• **Direction**:
Please format everything from the start of the records down to and including the line containing "xmin=951 ymin=168 xmax=989 ymax=215" as a numbered list, leaving out blank lines. Omit the pictures.

:: Task input

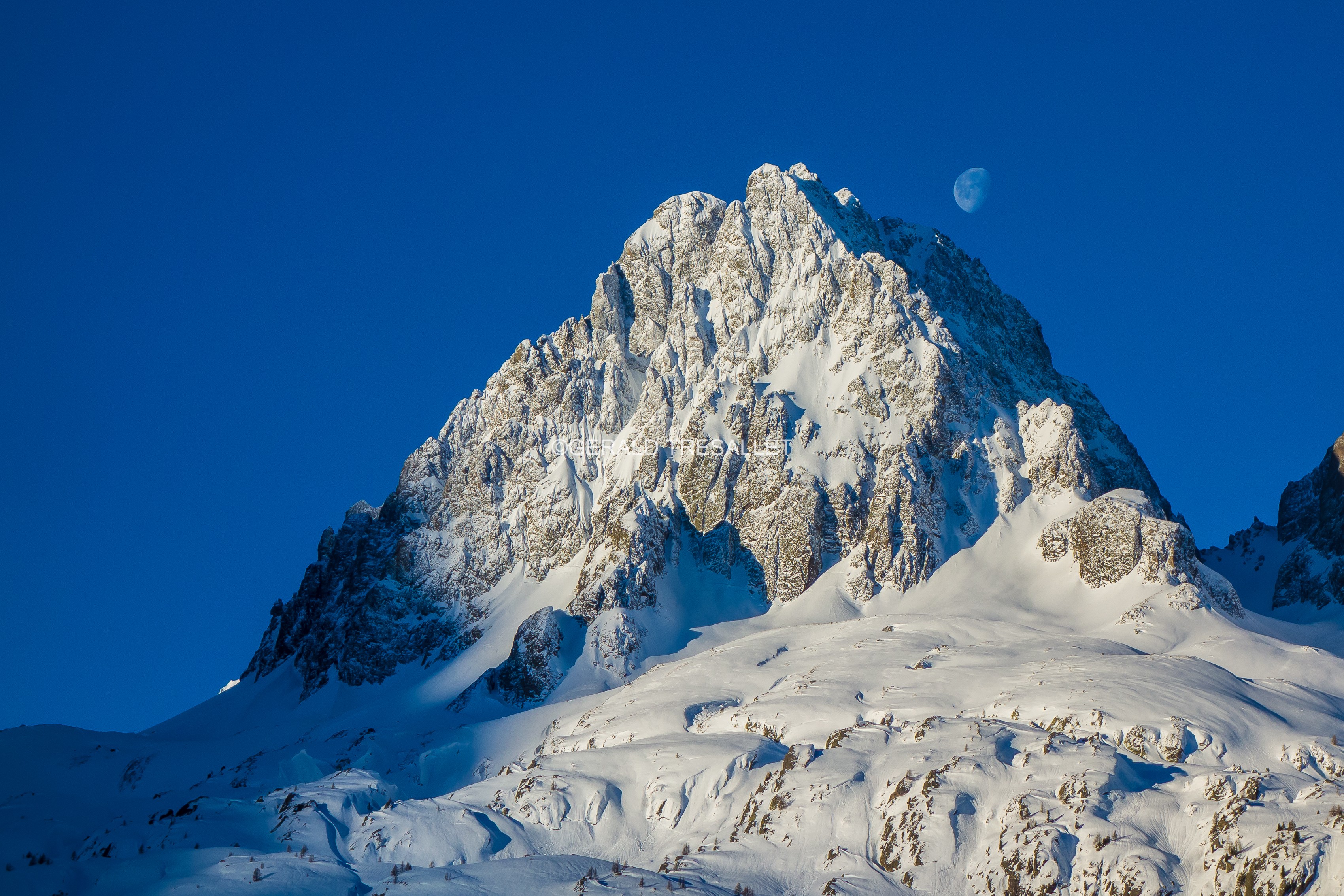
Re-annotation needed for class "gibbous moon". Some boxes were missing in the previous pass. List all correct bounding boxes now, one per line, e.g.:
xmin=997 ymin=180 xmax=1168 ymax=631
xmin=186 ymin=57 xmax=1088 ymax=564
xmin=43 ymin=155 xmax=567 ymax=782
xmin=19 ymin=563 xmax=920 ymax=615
xmin=951 ymin=168 xmax=989 ymax=213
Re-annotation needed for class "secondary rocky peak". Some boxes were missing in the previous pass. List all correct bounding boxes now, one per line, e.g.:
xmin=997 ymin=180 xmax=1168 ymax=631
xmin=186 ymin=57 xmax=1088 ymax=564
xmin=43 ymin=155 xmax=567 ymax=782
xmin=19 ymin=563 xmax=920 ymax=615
xmin=1274 ymin=435 xmax=1344 ymax=607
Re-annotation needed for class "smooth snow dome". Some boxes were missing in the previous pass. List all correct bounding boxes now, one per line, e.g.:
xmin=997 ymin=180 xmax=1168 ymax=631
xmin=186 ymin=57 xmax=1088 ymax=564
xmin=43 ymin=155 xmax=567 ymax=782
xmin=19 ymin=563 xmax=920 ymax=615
xmin=951 ymin=168 xmax=989 ymax=215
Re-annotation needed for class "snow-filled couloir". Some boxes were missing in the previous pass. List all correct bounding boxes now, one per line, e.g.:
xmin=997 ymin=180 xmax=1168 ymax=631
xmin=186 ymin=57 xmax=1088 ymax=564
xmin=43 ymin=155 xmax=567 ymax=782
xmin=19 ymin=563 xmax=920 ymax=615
xmin=0 ymin=165 xmax=1344 ymax=896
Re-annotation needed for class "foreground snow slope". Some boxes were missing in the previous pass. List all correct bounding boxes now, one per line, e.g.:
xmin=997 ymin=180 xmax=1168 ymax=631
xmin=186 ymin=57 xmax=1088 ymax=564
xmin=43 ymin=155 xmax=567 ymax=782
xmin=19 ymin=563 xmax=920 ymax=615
xmin=8 ymin=496 xmax=1344 ymax=893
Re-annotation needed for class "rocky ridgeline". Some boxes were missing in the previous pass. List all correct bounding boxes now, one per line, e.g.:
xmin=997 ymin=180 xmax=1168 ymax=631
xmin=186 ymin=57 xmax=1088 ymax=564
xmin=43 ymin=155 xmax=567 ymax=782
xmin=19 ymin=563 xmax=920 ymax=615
xmin=245 ymin=165 xmax=1188 ymax=694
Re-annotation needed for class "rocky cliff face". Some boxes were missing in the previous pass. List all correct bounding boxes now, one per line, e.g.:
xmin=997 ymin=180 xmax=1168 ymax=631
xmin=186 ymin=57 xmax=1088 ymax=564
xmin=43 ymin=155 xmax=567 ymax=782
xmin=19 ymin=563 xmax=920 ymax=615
xmin=245 ymin=165 xmax=1172 ymax=694
xmin=1274 ymin=435 xmax=1344 ymax=607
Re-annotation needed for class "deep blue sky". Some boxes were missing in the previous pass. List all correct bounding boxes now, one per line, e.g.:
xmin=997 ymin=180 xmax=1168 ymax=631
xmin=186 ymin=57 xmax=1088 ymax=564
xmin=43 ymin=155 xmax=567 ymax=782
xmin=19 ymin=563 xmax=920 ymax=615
xmin=0 ymin=1 xmax=1344 ymax=730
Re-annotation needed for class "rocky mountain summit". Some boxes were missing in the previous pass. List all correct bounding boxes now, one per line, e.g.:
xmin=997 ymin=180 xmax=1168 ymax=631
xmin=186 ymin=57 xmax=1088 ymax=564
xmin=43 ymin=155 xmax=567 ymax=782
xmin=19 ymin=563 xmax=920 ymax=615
xmin=0 ymin=165 xmax=1344 ymax=896
xmin=243 ymin=165 xmax=1170 ymax=693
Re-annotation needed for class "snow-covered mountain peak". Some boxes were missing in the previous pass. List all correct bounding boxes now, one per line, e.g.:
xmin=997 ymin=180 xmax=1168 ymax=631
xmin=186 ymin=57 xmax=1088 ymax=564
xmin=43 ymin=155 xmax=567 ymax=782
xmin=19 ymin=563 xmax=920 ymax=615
xmin=0 ymin=165 xmax=1344 ymax=896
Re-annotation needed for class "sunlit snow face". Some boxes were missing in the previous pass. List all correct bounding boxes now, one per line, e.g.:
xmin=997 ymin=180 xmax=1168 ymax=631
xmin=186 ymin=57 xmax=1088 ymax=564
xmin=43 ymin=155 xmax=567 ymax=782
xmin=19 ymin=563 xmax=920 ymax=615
xmin=951 ymin=168 xmax=989 ymax=213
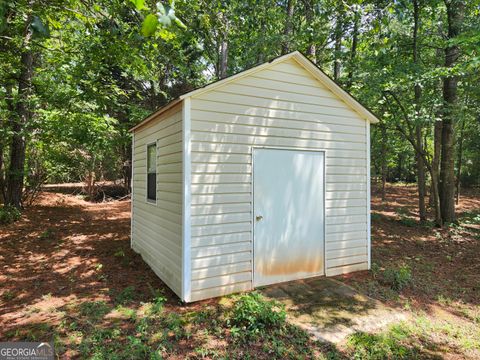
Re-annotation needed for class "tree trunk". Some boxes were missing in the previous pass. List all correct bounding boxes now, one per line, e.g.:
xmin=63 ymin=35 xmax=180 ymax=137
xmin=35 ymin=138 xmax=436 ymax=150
xmin=304 ymin=0 xmax=317 ymax=63
xmin=347 ymin=11 xmax=360 ymax=89
xmin=282 ymin=0 xmax=295 ymax=54
xmin=440 ymin=0 xmax=464 ymax=223
xmin=218 ymin=37 xmax=228 ymax=79
xmin=380 ymin=122 xmax=388 ymax=201
xmin=413 ymin=0 xmax=427 ymax=222
xmin=5 ymin=33 xmax=33 ymax=208
xmin=430 ymin=120 xmax=443 ymax=226
xmin=333 ymin=10 xmax=343 ymax=81
xmin=217 ymin=12 xmax=229 ymax=79
xmin=455 ymin=119 xmax=465 ymax=205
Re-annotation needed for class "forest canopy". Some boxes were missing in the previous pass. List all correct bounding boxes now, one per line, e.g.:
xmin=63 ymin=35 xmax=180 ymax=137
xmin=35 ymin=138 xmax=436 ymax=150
xmin=0 ymin=0 xmax=480 ymax=223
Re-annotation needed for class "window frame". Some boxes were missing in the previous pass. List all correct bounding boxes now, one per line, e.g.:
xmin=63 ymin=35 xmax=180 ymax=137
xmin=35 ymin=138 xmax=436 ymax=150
xmin=145 ymin=141 xmax=158 ymax=205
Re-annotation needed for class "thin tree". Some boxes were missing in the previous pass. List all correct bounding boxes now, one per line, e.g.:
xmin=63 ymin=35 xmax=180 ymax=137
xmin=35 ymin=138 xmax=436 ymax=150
xmin=440 ymin=0 xmax=465 ymax=223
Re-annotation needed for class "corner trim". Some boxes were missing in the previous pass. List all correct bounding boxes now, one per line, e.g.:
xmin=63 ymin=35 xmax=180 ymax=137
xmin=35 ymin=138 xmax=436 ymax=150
xmin=182 ymin=98 xmax=192 ymax=302
xmin=365 ymin=121 xmax=372 ymax=270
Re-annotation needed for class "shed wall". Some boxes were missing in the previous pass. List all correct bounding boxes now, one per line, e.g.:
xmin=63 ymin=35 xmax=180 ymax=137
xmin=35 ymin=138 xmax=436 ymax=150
xmin=132 ymin=104 xmax=183 ymax=298
xmin=190 ymin=59 xmax=368 ymax=301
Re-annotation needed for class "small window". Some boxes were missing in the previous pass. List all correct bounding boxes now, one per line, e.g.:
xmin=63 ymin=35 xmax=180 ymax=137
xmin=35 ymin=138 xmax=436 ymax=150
xmin=147 ymin=144 xmax=157 ymax=201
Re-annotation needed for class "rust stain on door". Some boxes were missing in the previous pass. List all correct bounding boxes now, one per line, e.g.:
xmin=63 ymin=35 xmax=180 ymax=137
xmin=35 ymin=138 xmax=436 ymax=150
xmin=257 ymin=257 xmax=323 ymax=276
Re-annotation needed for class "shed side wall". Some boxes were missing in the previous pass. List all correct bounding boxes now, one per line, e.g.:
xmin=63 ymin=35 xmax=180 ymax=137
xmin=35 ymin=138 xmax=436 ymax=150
xmin=191 ymin=60 xmax=368 ymax=301
xmin=132 ymin=104 xmax=183 ymax=298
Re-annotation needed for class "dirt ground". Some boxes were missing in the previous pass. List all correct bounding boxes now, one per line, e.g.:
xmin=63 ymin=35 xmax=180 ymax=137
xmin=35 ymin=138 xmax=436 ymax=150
xmin=0 ymin=185 xmax=480 ymax=358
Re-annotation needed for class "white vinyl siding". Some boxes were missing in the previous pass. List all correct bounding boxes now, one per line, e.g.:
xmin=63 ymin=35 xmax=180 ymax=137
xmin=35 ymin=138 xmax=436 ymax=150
xmin=190 ymin=59 xmax=368 ymax=301
xmin=132 ymin=104 xmax=183 ymax=297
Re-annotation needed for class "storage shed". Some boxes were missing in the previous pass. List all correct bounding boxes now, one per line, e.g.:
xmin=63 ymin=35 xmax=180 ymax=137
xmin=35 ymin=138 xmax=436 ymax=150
xmin=131 ymin=52 xmax=378 ymax=302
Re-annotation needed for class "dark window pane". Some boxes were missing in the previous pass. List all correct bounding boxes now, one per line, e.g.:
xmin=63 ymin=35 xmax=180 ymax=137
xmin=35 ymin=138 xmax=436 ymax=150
xmin=147 ymin=173 xmax=157 ymax=200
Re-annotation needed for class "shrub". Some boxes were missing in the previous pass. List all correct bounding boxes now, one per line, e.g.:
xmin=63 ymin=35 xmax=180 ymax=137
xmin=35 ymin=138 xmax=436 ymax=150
xmin=229 ymin=292 xmax=287 ymax=334
xmin=0 ymin=205 xmax=22 ymax=224
xmin=383 ymin=265 xmax=412 ymax=291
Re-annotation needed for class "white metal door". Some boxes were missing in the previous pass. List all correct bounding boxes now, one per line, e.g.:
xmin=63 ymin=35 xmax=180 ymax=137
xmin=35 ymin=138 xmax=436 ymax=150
xmin=253 ymin=149 xmax=325 ymax=286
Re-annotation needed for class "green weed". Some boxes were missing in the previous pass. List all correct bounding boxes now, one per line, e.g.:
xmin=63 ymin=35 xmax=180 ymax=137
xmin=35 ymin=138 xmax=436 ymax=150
xmin=0 ymin=205 xmax=22 ymax=225
xmin=228 ymin=292 xmax=286 ymax=335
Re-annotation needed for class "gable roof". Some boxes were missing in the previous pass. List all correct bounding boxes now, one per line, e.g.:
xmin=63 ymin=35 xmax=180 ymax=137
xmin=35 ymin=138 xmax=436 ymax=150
xmin=130 ymin=51 xmax=379 ymax=131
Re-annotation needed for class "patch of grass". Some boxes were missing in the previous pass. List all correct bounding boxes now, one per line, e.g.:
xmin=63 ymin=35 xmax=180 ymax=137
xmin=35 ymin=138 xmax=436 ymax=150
xmin=347 ymin=324 xmax=421 ymax=360
xmin=229 ymin=292 xmax=287 ymax=335
xmin=0 ymin=205 xmax=22 ymax=225
xmin=115 ymin=286 xmax=136 ymax=304
xmin=78 ymin=301 xmax=110 ymax=321
xmin=383 ymin=265 xmax=412 ymax=291
xmin=2 ymin=290 xmax=16 ymax=301
xmin=38 ymin=228 xmax=55 ymax=240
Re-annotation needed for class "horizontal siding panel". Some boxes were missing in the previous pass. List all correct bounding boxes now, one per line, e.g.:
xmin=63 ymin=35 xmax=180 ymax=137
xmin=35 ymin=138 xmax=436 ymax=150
xmin=253 ymin=68 xmax=328 ymax=90
xmin=191 ymin=132 xmax=365 ymax=151
xmin=157 ymin=190 xmax=182 ymax=205
xmin=217 ymin=83 xmax=347 ymax=108
xmin=192 ymin=121 xmax=365 ymax=143
xmin=135 ymin=109 xmax=182 ymax=144
xmin=133 ymin=217 xmax=182 ymax=252
xmin=134 ymin=228 xmax=181 ymax=273
xmin=192 ymin=109 xmax=366 ymax=135
xmin=325 ymin=191 xmax=367 ymax=200
xmin=325 ymin=173 xmax=367 ymax=183
xmin=192 ymin=261 xmax=252 ymax=280
xmin=191 ymin=231 xmax=252 ymax=247
xmin=327 ymin=246 xmax=367 ymax=261
xmin=192 ymin=242 xmax=252 ymax=259
xmin=325 ymin=182 xmax=367 ymax=192
xmin=325 ymin=238 xmax=367 ymax=251
xmin=327 ymin=254 xmax=368 ymax=268
xmin=325 ymin=199 xmax=367 ymax=209
xmin=132 ymin=242 xmax=182 ymax=298
xmin=192 ymin=99 xmax=365 ymax=127
xmin=326 ymin=222 xmax=367 ymax=234
xmin=192 ymin=141 xmax=365 ymax=159
xmin=325 ymin=215 xmax=367 ymax=225
xmin=192 ymin=184 xmax=251 ymax=195
xmin=192 ymin=163 xmax=252 ymax=174
xmin=325 ymin=231 xmax=367 ymax=242
xmin=192 ymin=152 xmax=252 ymax=164
xmin=157 ymin=162 xmax=182 ymax=177
xmin=325 ymin=206 xmax=367 ymax=217
xmin=232 ymin=76 xmax=329 ymax=97
xmin=325 ymin=166 xmax=367 ymax=176
xmin=191 ymin=203 xmax=251 ymax=216
xmin=192 ymin=193 xmax=252 ymax=205
xmin=157 ymin=148 xmax=183 ymax=165
xmin=191 ymin=213 xmax=251 ymax=226
xmin=192 ymin=174 xmax=252 ymax=184
xmin=197 ymin=91 xmax=356 ymax=117
xmin=192 ymin=222 xmax=251 ymax=236
xmin=158 ymin=182 xmax=183 ymax=193
xmin=191 ymin=281 xmax=252 ymax=301
xmin=192 ymin=272 xmax=252 ymax=291
xmin=192 ymin=251 xmax=252 ymax=270
xmin=133 ymin=204 xmax=182 ymax=226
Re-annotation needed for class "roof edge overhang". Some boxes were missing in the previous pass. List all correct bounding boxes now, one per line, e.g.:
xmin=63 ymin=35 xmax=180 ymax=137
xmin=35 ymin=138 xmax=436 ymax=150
xmin=128 ymin=98 xmax=183 ymax=132
xmin=130 ymin=51 xmax=380 ymax=132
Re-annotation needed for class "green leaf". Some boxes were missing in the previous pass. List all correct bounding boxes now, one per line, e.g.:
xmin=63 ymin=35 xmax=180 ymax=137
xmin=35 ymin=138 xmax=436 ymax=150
xmin=130 ymin=0 xmax=145 ymax=11
xmin=30 ymin=15 xmax=50 ymax=37
xmin=142 ymin=14 xmax=158 ymax=36
xmin=158 ymin=15 xmax=172 ymax=27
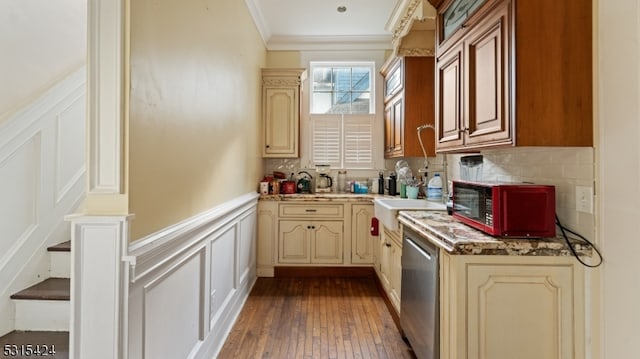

::::

• **Answer to this task**:
1. Re-annotation needed for class "gibbous moon". Some boxes were missing in the previous pass. List all correct bounding boxes now, one per line, e.g.:
2. xmin=997 ymin=180 xmax=1168 ymax=631
3. xmin=186 ymin=57 xmax=1088 ymax=564
4. xmin=43 ymin=155 xmax=567 ymax=782
5. xmin=19 ymin=563 xmax=920 ymax=615
6. xmin=951 ymin=168 xmax=989 ymax=213
7. Re-annotation needed for class "secondary rocky peak". Some boxes were missing in the previous pass. List all correct bounding boxes now, one per line, e.g.:
8. xmin=997 ymin=180 xmax=1168 ymax=631
9. xmin=186 ymin=57 xmax=1088 ymax=564
10. xmin=43 ymin=155 xmax=567 ymax=782
11. xmin=19 ymin=563 xmax=920 ymax=615
12. xmin=1274 ymin=435 xmax=1344 ymax=607
13. Re-annotation needed for class "smooth snow dome". Some boxes were missing in the previous pass. List all correct bounding boxes now, one per line, e.g.:
14. xmin=997 ymin=180 xmax=1168 ymax=631
15. xmin=186 ymin=57 xmax=1088 ymax=564
16. xmin=43 ymin=155 xmax=567 ymax=782
17. xmin=19 ymin=563 xmax=920 ymax=615
18. xmin=951 ymin=168 xmax=989 ymax=215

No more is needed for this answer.